BEGIN

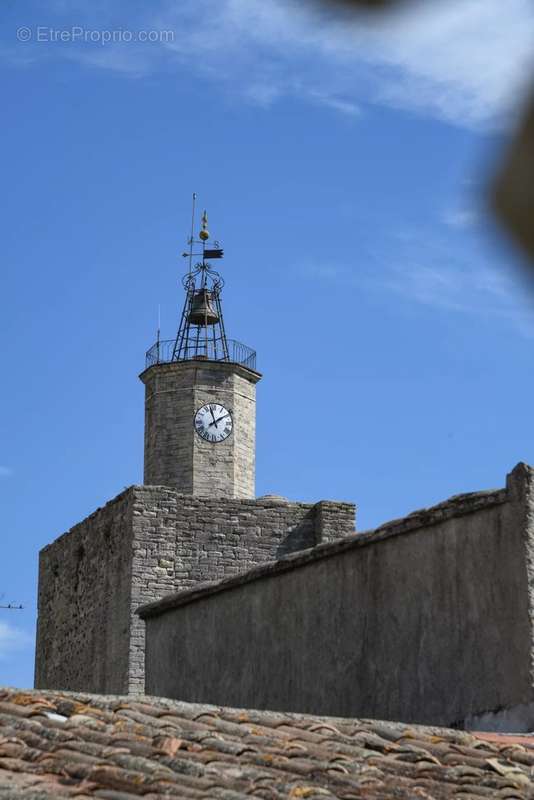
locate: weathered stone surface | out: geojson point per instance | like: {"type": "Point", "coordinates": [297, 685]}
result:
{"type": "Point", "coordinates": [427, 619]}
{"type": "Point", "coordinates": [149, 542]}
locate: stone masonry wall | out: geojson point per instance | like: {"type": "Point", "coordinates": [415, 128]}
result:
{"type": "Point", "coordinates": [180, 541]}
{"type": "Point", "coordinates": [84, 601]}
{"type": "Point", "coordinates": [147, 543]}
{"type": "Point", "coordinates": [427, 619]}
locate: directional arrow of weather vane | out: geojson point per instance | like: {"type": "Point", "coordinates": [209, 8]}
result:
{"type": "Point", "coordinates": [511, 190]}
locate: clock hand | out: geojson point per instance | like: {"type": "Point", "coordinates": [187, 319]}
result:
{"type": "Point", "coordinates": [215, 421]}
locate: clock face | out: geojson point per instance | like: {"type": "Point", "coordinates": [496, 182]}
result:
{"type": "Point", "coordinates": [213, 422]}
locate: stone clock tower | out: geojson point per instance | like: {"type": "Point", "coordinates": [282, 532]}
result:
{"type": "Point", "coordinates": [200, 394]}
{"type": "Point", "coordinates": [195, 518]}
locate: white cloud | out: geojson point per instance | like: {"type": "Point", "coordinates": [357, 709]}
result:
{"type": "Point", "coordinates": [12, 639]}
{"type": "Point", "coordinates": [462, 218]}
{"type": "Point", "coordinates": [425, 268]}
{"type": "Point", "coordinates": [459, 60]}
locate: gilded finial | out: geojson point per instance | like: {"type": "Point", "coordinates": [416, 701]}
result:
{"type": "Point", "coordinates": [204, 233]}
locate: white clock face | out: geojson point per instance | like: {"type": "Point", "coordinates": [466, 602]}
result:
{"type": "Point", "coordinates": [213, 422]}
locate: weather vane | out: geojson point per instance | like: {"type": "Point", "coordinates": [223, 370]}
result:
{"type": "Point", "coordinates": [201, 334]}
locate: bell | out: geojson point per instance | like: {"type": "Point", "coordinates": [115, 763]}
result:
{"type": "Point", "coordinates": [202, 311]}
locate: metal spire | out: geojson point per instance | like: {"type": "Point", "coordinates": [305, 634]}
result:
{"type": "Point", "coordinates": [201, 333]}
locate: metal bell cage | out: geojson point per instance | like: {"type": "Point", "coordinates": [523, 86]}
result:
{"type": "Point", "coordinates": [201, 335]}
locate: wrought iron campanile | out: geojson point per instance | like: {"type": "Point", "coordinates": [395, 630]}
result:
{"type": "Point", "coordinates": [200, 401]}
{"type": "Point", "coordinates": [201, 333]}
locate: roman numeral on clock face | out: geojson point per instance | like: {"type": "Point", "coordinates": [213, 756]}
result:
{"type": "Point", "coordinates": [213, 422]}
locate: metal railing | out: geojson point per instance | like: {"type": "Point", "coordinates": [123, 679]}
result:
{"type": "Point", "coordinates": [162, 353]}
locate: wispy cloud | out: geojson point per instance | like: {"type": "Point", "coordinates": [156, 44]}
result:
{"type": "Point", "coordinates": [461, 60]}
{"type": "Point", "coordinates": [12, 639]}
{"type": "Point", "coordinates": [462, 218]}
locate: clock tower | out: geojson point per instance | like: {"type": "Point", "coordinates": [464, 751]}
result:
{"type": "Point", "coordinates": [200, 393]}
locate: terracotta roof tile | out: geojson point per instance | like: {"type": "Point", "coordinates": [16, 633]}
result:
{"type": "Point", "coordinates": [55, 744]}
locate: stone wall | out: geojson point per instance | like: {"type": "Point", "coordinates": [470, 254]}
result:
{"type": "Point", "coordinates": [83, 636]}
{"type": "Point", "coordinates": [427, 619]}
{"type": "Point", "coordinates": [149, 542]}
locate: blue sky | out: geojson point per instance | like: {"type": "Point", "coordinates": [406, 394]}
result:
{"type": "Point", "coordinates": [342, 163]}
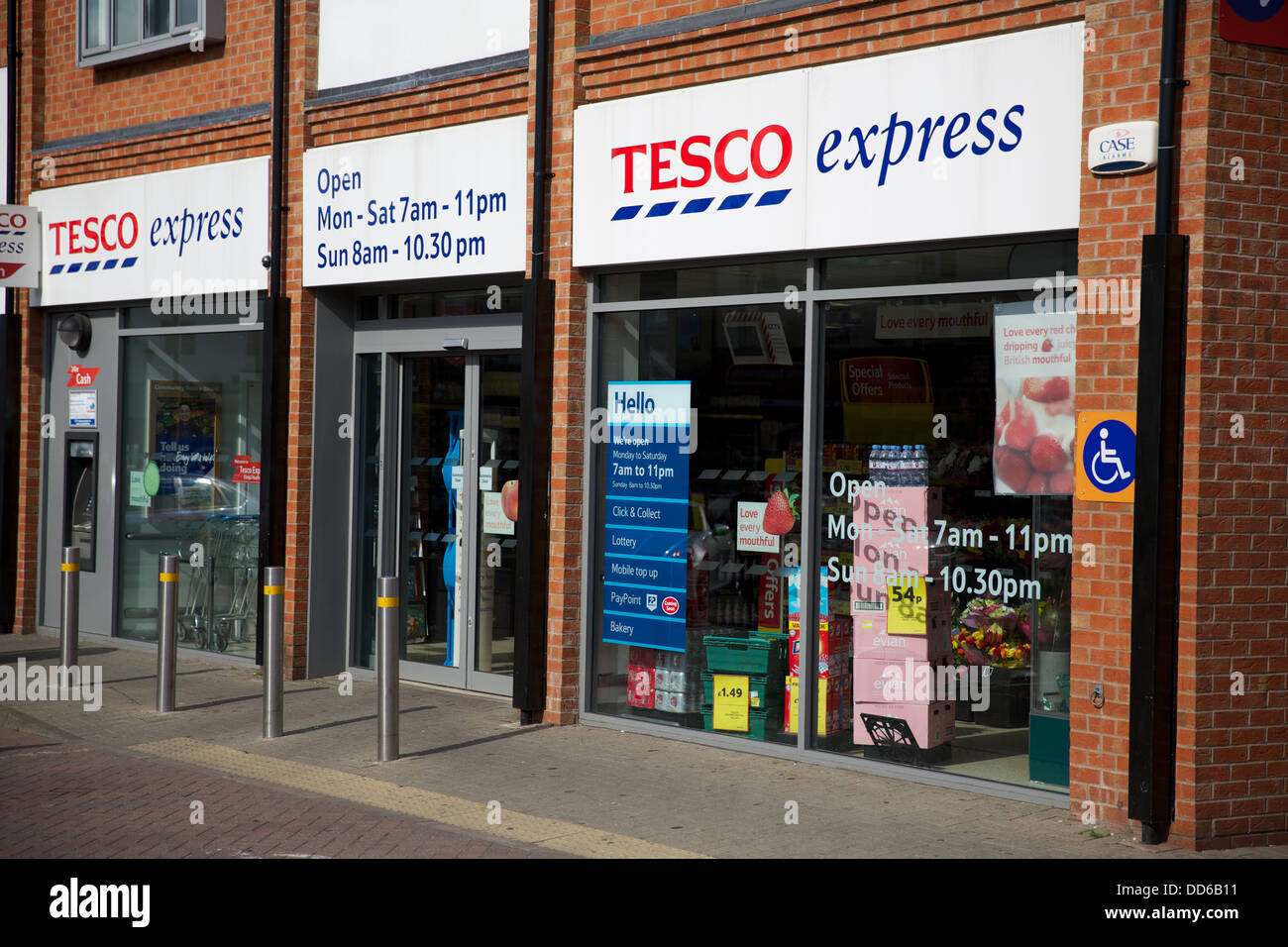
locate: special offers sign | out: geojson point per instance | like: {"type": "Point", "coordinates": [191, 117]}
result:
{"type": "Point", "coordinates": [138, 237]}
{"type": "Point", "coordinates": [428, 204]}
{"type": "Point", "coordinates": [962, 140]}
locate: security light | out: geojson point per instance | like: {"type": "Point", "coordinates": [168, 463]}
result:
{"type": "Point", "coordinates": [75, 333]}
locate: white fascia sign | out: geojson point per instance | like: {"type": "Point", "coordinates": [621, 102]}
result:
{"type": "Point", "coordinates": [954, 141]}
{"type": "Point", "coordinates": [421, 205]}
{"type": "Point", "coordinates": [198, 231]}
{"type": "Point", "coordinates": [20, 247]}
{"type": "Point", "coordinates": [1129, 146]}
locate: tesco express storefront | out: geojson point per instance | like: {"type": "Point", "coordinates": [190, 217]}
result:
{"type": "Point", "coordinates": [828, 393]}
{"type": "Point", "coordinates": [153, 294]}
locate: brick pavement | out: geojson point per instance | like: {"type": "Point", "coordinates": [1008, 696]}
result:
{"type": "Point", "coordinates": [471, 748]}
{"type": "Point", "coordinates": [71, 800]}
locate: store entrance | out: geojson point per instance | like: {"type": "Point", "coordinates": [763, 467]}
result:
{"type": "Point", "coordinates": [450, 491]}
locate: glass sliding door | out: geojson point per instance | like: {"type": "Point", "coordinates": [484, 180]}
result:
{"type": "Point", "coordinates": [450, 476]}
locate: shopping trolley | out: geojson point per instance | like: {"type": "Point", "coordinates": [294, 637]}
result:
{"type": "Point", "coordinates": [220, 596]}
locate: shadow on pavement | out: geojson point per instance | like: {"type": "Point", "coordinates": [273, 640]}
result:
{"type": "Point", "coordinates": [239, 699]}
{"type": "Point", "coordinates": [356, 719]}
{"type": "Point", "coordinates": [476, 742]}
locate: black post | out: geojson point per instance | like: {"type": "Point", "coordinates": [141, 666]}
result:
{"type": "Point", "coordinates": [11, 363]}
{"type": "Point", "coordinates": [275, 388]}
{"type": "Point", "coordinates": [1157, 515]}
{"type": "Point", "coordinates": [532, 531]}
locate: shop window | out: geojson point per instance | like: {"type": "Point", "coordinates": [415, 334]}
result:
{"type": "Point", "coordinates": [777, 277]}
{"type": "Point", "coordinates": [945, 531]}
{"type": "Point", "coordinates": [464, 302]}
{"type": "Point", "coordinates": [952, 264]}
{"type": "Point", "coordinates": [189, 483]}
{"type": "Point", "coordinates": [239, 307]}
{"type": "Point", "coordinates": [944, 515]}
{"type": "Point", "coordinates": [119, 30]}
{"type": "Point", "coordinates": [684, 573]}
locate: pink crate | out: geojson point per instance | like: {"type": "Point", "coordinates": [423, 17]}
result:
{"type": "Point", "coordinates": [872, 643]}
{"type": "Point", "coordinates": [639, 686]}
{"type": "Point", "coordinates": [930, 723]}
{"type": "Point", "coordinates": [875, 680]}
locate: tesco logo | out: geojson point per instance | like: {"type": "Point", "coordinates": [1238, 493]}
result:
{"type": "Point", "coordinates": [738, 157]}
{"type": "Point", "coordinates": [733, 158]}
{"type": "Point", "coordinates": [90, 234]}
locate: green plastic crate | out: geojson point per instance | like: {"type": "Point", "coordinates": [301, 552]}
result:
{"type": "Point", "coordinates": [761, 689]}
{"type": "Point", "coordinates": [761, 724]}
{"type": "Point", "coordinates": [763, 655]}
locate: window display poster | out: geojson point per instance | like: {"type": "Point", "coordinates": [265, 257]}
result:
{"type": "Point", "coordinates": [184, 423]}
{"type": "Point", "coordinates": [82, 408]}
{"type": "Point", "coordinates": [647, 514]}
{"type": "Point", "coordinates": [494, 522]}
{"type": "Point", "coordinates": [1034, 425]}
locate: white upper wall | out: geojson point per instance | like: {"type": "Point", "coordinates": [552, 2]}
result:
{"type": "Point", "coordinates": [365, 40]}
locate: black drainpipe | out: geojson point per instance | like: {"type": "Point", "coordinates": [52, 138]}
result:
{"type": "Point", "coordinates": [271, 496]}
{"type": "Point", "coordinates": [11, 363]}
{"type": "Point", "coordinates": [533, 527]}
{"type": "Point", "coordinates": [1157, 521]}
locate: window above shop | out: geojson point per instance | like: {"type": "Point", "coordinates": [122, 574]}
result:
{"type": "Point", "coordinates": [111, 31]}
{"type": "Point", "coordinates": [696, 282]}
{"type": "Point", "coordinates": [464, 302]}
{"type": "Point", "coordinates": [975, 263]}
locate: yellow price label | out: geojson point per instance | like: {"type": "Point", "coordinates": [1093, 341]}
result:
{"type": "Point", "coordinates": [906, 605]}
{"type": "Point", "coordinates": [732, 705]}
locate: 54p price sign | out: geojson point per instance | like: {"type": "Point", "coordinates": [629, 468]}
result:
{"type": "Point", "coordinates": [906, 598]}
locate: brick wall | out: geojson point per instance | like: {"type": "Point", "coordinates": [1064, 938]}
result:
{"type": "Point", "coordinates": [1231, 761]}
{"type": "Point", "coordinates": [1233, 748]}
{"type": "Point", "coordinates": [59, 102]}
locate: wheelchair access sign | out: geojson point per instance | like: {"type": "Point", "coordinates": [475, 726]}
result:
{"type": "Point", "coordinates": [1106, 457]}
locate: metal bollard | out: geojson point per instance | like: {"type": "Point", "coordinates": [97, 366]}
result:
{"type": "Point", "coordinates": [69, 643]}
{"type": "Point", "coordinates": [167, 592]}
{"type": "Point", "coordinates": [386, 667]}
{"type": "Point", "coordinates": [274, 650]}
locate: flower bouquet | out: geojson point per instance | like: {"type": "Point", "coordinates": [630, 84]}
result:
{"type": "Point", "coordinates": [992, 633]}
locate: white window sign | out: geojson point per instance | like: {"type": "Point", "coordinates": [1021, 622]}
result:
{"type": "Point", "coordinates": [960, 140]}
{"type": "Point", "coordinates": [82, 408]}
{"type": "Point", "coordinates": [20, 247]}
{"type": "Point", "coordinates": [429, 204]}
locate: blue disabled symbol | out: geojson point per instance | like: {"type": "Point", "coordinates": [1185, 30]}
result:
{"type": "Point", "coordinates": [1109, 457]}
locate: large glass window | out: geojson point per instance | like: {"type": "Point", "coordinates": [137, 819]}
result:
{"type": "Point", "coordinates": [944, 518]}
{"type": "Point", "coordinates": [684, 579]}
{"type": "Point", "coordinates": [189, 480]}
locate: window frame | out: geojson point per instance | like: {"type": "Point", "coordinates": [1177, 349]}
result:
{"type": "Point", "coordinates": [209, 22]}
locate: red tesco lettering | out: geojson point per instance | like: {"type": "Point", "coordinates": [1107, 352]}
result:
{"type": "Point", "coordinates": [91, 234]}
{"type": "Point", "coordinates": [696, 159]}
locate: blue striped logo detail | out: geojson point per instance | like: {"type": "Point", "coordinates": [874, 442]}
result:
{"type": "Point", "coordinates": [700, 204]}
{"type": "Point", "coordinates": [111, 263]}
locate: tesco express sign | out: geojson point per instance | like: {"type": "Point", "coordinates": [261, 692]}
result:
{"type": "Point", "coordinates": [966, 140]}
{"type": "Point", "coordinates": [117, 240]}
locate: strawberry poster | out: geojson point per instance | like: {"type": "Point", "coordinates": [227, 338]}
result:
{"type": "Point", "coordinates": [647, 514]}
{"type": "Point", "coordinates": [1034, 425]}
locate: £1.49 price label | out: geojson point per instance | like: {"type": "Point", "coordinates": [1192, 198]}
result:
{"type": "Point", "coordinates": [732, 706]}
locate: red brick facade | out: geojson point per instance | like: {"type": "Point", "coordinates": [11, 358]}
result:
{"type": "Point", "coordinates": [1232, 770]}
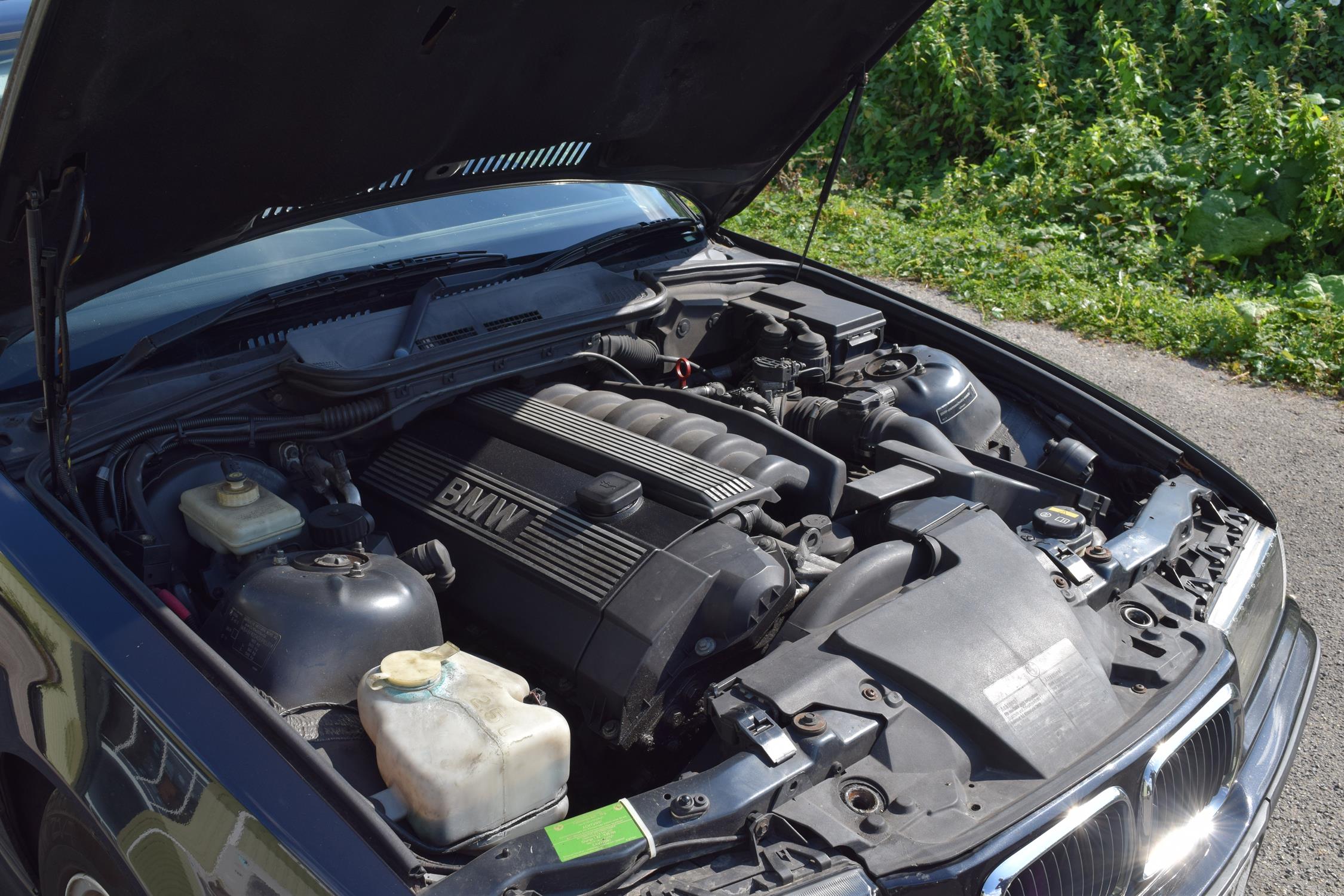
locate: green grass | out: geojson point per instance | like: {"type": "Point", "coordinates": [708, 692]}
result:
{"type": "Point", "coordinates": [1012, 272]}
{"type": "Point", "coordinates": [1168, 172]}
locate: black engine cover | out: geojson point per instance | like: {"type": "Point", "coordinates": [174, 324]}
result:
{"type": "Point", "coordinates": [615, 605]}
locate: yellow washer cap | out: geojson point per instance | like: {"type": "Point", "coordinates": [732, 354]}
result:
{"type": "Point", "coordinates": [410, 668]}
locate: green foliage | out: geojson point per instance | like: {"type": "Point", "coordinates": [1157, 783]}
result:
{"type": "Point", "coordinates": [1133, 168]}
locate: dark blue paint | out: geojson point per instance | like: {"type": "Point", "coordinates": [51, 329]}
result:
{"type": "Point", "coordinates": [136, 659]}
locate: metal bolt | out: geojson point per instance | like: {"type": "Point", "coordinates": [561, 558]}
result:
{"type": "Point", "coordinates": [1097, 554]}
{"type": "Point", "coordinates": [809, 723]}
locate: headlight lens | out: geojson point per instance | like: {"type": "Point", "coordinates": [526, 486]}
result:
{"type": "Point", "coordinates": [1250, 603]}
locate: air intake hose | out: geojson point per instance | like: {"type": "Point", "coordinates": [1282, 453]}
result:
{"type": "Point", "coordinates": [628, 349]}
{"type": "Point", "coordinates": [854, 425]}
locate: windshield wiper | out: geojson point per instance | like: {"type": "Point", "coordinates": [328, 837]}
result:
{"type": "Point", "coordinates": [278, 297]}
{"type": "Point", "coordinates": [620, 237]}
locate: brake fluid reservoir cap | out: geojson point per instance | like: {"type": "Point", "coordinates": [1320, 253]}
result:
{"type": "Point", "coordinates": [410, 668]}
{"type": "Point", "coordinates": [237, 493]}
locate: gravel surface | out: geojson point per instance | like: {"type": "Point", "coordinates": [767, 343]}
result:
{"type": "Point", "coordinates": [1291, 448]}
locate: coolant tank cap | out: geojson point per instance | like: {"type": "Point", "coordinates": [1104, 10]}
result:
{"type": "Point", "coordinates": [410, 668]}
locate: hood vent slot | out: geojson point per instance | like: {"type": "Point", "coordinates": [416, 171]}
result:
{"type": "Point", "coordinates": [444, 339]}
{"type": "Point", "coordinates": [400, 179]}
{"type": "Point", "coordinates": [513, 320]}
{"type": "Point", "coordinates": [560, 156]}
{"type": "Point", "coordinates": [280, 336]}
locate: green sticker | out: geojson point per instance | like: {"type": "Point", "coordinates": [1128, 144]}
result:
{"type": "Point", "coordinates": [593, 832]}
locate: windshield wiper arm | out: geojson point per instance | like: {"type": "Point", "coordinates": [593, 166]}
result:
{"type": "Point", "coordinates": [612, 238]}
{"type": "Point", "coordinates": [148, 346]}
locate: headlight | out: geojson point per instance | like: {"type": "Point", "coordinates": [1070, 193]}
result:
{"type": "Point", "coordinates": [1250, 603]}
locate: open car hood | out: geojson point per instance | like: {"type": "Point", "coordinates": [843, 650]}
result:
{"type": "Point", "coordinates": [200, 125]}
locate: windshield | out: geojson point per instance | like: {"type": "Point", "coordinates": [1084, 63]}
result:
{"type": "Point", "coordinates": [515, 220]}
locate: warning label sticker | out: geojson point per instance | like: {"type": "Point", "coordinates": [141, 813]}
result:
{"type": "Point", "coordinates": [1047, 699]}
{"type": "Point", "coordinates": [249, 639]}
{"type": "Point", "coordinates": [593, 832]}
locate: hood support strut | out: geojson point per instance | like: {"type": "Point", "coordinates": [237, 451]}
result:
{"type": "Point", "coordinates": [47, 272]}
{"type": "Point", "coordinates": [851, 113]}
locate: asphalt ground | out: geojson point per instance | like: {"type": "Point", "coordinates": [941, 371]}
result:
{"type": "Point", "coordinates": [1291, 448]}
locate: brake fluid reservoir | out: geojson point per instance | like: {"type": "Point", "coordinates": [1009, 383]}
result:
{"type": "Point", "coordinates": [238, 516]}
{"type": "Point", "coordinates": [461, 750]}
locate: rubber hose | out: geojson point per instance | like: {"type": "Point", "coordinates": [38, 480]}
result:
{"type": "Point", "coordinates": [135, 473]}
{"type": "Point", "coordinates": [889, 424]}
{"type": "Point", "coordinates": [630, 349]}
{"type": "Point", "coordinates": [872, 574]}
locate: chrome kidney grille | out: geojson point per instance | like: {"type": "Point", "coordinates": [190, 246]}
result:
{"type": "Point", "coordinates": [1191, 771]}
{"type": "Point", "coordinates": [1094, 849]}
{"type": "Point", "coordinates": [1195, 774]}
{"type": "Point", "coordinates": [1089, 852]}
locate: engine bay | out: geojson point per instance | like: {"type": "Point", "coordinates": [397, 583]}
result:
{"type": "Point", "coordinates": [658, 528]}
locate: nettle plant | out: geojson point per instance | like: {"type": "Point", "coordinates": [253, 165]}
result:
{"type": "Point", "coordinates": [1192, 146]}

END

- [Problem description]:
Transcribe the records above from the line holding "locate: flower bouquet" down to the line holding "locate: white window", inclusive, without adding anything.

- [Reply]:
locate: flower bouquet | out: geojson point per instance | like: {"type": "Point", "coordinates": [630, 84]}
result:
{"type": "Point", "coordinates": [992, 633]}
locate: white window sign | out: geojson point per instance | like: {"type": "Point", "coordinates": [1021, 622]}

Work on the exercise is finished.